**Goal of the exercise**. The whole listing is to be restated, character for character.

Segment Start: Data supplied

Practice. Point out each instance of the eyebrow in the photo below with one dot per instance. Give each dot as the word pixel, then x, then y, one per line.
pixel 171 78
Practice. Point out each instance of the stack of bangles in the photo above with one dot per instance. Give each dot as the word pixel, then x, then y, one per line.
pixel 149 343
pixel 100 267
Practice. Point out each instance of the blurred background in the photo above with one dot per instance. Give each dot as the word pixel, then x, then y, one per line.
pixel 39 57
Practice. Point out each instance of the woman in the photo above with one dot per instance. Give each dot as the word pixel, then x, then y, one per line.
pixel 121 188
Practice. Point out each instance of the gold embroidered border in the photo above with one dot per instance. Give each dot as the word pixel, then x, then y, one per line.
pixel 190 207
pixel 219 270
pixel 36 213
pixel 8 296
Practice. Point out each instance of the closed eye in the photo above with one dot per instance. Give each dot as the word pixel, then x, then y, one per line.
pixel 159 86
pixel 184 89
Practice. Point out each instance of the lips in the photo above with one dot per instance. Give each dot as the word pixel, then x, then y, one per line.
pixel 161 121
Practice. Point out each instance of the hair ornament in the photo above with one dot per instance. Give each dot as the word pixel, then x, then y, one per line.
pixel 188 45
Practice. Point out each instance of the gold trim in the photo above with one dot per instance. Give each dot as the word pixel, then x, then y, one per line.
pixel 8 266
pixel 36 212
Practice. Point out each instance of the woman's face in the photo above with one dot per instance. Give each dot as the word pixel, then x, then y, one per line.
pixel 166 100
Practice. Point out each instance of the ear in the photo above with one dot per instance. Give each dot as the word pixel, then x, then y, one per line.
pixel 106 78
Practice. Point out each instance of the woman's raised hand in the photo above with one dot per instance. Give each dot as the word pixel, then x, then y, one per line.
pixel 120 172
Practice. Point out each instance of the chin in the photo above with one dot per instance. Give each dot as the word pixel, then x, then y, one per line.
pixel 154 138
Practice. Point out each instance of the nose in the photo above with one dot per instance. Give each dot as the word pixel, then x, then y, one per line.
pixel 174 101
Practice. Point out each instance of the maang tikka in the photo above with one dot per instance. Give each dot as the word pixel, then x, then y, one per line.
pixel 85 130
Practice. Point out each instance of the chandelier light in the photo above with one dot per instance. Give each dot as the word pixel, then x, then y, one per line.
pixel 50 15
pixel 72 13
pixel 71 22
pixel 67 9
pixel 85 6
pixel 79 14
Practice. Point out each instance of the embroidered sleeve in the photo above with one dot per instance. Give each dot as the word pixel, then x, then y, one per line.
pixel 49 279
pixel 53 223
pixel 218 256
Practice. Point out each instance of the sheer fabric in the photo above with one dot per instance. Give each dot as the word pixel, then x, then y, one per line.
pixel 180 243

Segment End: Data supplied

**Written answer**.
Practice. Point out each instance of the eyebrow in the photo below with one dot per instance. Give each dot as the word pixel, then x, then y, one per line.
pixel 171 78
Practice. Point out each instance of the stack of bangles in the photo above with one dot per instance. Give each dot as the word pixel, then x, then y, one per line.
pixel 149 343
pixel 100 267
Practice. Point out each instance of the blurred background in the photo above with one dot per instance. Give each dot as the word pixel, then x, then y, one per line.
pixel 39 57
Practice. Point out each instance of the woman in the photo above with one dot per instance. Give each dot as the word pixel, then x, then y, one per line.
pixel 121 188
Practice. Point out each instance of the gold embroidered border in the photo above with one dot per instance. Give each dot as the word pixel, then x, then y, one per line.
pixel 190 207
pixel 219 270
pixel 36 213
pixel 8 296
Practice. Point out each instance of the closed eye in the photo above with one dot per instance. Give each dot as the word pixel, then x, then y, one per line.
pixel 159 86
pixel 184 89
Practice. Point out each instance of the lips in the photo above with one dot per instance. Give each dot as the word pixel, then x, then y, one per line.
pixel 161 121
Practice. Point out each instance of the hair ornament in the photo above with one dot per instance. Give each dot as the word pixel, then x, then y, one per line.
pixel 188 45
Practice. Point out each instance of the gold trim in the photo above with one dot per instance. Give each dot as the word pixel, then x, then y, one per line.
pixel 8 266
pixel 36 212
Practice. Point out each instance of the woman's face in the photo above with one dot per instance. Give each dot as the word pixel, then x, then y, one per line.
pixel 166 100
Practice. Point out each instance of the ear in the photo above with one dot per instance. Give each dot as the word pixel, then x, then y, one per line.
pixel 106 78
Practice. Point out each instance of the woman's raised hand in the photo above with one dot per instance. Give each dot as the word pixel, then x, then y, one per line.
pixel 120 172
Practice. Point out each instance of the chin in the photo above with one dot per instance. Give each dot as the word pixel, then x, then y, one per line.
pixel 154 138
Practice. Point out each instance of the nose in the photo above with one dot per instance. Give each dot as the word pixel, then x, then y, one per line.
pixel 174 101
Practice. Point out each instance of the maang tikka in the photo above with one dot per instance. Give each dot as the word pixel, then x, then y, one per line.
pixel 85 130
Practice. Point out each instance of the chandelier light in the photo above with one dot per instance. Give each dot as the word pixel, then x, then y, one per line.
pixel 50 15
pixel 72 13
pixel 71 22
pixel 67 9
pixel 85 6
pixel 79 14
Practice. Point out each instance of the embroidered sleeve in the photo above with one dot per instance. Give each dot as the word pixel, then x, then y, one per line.
pixel 49 279
pixel 53 223
pixel 218 256
Practice. Point out each instance of the sheer fabric in the photo above with one dot per instance. Give each dot as the word pixel, then x, then y, one per line.
pixel 180 243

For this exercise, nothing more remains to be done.